▸ **Soal Latihan**
A: Sebutkan setiap tokoh yang namanya muncul dalam teks di bawah tentang tuduhan terhadap Siti Aisyah.
B: Lanjutkan kisah tentang tuduhan terhadap Siti Aisyah di bawah, mulai setelah kalimat terakhirnya.

==== Bagian Dokumen

Ketika Sayyidah Aisyah Ra bermaksud bertemu Rasulullah SAW dirumah beliau dan menjumpai beliau disana. Siti Aisyah dibuat heran dengan perilaku Rasulullah SAW yang tak seperti biasanya, dimana Nabi Muhammad hanya berkata tentang ucapan salam dan bertanya tentang bagaimana kabar Aisyah. Merasa bahwa ada yang aneh dari geliat Nabi Muhammad SAW maka Siti Aisyah Ra pun minta izin kepada Nabi untuk pulang kembali ke rumah Ayahnya Abu Bakar, dimana Siti Aisyah bermaksud hendak menayakan kebenaran terkait tuduhan zina bersama Saffan yang menimpa padanya.
Sesampainya dirumah Ayahnya Abu Bakar, Siti Aisyah pun menanyakan pada beliau terkait kebenaran adanya kabar terkait tuduhan tersebut. Sayyidina Abu Bakar Ra pun menjelaskan pada Siti Aisyah selengkap-lengkapnya terkait kabar tuduhan tersebut. Mendengar cerita dari ayahanda Siti Aisyah pun menangis dan meneteskan air mata.
***
Disisi lain Nabi Muhammad SAW meminta pertimbangan pada dua sahabat beliau “Ali Bin Abi Thalib Ra” dan “Usama Bin Zaid” terkait keputusan untuk menceraikan Siti Aisyah atas dasar kabar perzinaannya dengan Saffan. Hal ini dikarenakan sejak munculnya kabar berita perzinaan Siti Aisyah, wahyu tidak lagi turun kepada Nabi Muhammad SAW tak seperti biasanya. Usama Bin Zaid pun mengebalikan keputusan tersebut kepada Nabi untuk menceraikan atau tetap mempertahankan ikatan, “terserah engkau wahai Rasul” Kata Usama, sedangkan Ali Bin Abi Thalib memberikan pertimbangan “Semoga memang baik-baik saja, Wanita bukan hanya Siti Aisyah wahai Rasulullah” (Ucapan Ali Bin Abi Thalib inilah yang pada akhirnya berdampak pada sedikit rusaknya keharmonisan antara beliau dengan Siti Aisyah yang pada puncaknya terjadinya Perang Jamal pada masa kepemimpinan beliau sebagai Khalifah).
Kemudian Usama Bin Zaid dan Ali Bin Abi Thalib pun memberi usulan agar Nabi Muhammad SAW menjumpai Balirah guna memberikan pertimbangan lain terkait penyikapan berita tersebut. Balirah pun berkata “Tidak mungkin wahai Nabi bahwa Siti Aisyah melakukan perbuatan perzinaan mengingat sifat Siti Aisyah sendiri masih kekanak-kanakan”. Mendengan perkataan Balirah, Nabi Muhammad SAW pun mempercayai bahwa Siti Aisyah memang tak bersalah dan hanya semata-mata dituduh oleh seseorang.

========
==== Daftar yang Diberikan

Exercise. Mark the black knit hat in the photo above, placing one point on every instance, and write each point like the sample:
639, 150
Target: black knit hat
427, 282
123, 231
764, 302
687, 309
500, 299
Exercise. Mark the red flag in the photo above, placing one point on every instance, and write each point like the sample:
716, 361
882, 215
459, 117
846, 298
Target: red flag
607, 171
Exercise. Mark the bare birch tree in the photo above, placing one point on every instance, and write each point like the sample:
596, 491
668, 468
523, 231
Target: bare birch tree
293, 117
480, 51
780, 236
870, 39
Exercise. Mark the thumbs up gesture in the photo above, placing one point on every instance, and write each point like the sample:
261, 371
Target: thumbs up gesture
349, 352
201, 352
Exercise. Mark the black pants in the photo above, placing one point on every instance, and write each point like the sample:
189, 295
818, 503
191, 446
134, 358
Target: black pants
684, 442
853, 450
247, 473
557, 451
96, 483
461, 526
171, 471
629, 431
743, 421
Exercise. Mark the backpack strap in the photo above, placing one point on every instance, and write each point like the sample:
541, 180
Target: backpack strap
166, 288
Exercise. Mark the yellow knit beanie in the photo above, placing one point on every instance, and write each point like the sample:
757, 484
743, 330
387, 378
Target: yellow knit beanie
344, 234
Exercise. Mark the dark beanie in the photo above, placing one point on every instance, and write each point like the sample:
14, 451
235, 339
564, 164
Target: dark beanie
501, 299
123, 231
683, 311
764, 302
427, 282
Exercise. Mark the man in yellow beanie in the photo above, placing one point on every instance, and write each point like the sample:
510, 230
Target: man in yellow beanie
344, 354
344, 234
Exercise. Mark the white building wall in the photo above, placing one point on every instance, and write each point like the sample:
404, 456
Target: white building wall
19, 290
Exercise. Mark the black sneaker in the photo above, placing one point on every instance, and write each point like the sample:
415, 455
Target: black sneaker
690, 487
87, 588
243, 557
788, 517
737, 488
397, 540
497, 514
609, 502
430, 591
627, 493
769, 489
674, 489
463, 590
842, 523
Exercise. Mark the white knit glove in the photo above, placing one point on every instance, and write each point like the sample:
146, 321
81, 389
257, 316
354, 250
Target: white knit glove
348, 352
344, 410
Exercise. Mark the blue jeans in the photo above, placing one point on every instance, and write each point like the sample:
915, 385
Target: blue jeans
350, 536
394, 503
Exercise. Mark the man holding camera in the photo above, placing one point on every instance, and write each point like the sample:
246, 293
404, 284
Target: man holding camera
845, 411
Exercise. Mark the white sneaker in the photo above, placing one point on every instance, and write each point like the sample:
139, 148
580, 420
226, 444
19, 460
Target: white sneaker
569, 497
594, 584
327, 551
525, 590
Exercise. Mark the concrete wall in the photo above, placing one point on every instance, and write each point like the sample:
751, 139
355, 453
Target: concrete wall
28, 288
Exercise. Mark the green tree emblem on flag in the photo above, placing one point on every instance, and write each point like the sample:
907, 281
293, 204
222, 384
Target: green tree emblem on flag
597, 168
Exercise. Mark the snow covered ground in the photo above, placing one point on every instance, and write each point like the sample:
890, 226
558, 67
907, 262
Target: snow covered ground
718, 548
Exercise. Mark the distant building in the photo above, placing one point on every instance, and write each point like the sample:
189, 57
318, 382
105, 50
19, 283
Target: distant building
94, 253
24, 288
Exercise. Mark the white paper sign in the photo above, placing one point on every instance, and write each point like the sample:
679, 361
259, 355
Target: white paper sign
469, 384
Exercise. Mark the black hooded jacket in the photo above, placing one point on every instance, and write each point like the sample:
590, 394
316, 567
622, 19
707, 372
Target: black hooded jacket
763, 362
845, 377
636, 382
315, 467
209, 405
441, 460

========

▸ **Jawaban**
A: Siti Aisyah, Nabi Muhammad SAW, Abu Bakar, Saffan, Ali Bin Abi Thalib, Usama Bin Zaid, Balirah

B:
Nabi pun memutuskan untuk mengumpulkan para pemuka kabilah dan suku guna menanyai terkait siapa yang telah menyebar berita bohong tersebut. Tiba-tiba muncul Saad Bin Ubaid (pemimpin Suku Khasraj) berkata “Barang siapa yang memang memfitnah yang mana jika berasal dari suku Aus maka akan ku potong lehernya dan jika berasal dari suku ku (Khasraj) maka akan aku serakan kepada engkau wahai Nabi”. Sontak perkataan dari Saad Bin Ubaid tersebut mendapat bantahan keras dari pihak suku Aus, “Tidak bisa engkau memutuskan hal itu” kata Uzaid Bin Khudair selaku pemimpin Suku Aus. Perdebatan dua suku tersebut hampir saja memicu pengulangan terjadinya peperangan antar dua suku terbesar di Madinah tersebut.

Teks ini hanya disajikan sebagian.